* _Passage shown_:
-- Opening Marker --
This is a story of faith.

Twenty-five years ago while a twenty-year-old young Texan was taking over the management of the Hughes Tool Company and oil interests which he had just inherited, an infant girl was born in the colorful French Quarter of New Orleans. Ten years ago the paths of this man and this girl crossed in Hollywood—and, promptly, they began to live a Cinderella story that has taken ten years to complete.

The man is Howard Hughes, whose brilliance as a builder of airplanes, speed records, oil tools and motion picture stars has made him an almost legendary figure. The name of the unknown girl he “Godfather-ed” to stardom is, fittingly enough, Faith Domergue. For, above all, this is a story of faith—the faith Hughes had to have in this girl to gamble $5,000,000 in her salary, tutoring and coaching; in “Vendetta,” the picture that is built completely around her and in “Where Danger Lives,” the picture in which she appears with Bob Mitchum.



Today Faith is a poised, exotic-looking girl with black curly hair and slumberous hazel eyes, a sexy, almost rebellious-looking mouth, a skin like champagne satin and a voice alluring and low. When Howard Hughes first met her she was a chubby fifteen. She had had no coaching dramatic-wise. She was bedevilled by an inferiority complex. And she had a terrible speech impediment. But he said to her, “If you will have confidence in me—someday you will be one of the biggest stars in Hollywood.”
-- Closing Marker --
Image-grounded pointing data
-- Opening Marker --
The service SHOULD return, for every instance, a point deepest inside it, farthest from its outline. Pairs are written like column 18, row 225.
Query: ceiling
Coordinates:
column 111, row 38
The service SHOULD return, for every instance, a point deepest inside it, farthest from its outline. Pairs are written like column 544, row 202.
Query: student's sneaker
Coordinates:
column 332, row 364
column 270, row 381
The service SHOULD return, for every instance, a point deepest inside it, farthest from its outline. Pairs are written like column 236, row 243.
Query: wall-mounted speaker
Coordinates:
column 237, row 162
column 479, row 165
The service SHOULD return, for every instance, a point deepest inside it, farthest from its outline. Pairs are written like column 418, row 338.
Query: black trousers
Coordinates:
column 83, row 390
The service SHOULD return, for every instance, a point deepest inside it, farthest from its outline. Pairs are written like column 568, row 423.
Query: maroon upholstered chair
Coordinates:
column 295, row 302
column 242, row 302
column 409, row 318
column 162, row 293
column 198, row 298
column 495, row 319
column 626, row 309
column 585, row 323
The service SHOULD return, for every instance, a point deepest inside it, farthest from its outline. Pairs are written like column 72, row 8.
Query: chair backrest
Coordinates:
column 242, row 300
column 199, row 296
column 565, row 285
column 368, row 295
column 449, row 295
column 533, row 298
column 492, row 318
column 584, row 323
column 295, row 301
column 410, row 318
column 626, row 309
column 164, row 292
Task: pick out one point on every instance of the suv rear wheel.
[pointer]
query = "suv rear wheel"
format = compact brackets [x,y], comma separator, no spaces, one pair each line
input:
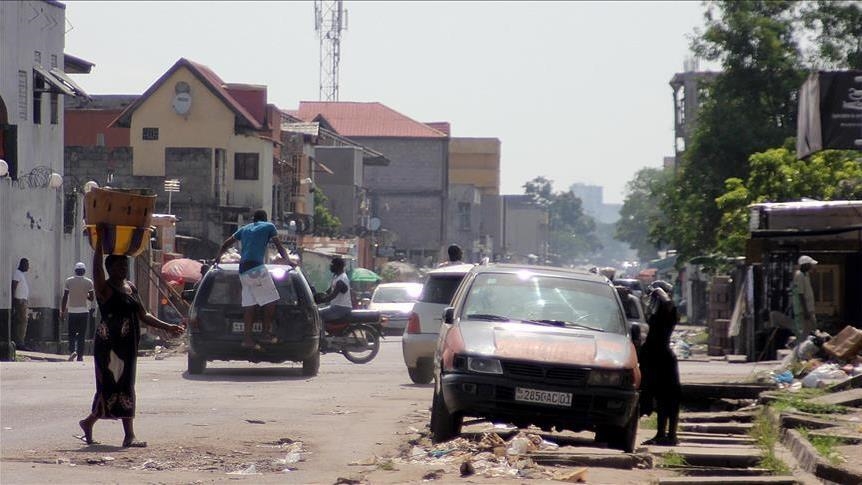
-- Closing Marker --
* _Exercise_: Write out the whole passage about Faith Domergue again, word for word. The material has no part in this.

* _Output of the exercise_:
This is a story of faith.

Twenty-five years ago while a twenty-year-old young Texan was taking over the management of the Hughes Tool Company and oil interests which he had just inherited, an infant girl was born in the colorful French Quarter of New Orleans. Ten years ago the paths of this man and this girl crossed in Hollywood—and, promptly, they began to live a Cinderella story that has taken ten years to complete.

The man is Howard Hughes, whose brilliance as a builder of airplanes, speed records, oil tools and motion picture stars has made him an almost legendary figure. The name of the unknown girl he “Godfather-ed” to stardom is, fittingly enough, Faith Domergue. For, above all, this is a story of faith—the faith Hughes had to have in this girl to gamble $5,000,000 in her salary, tutoring and coaching; in “Vendetta,” the picture that is built completely around her and in “Where Danger Lives,” the picture in which she appears with Bob Mitchum.



Today Faith is a poised, exotic-looking girl with black curly hair and slumberous hazel eyes, a sexy, almost rebellious-looking mouth, a skin like champagne satin and a voice alluring and low. When Howard Hughes first met her she was a chubby fifteen. She had had no coaching dramatic-wise. She was bedevilled by an inferiority complex. And she had a terrible speech impediment. But he said to her, “If you will have confidence in me—someday you will be one of the biggest stars in Hollywood.”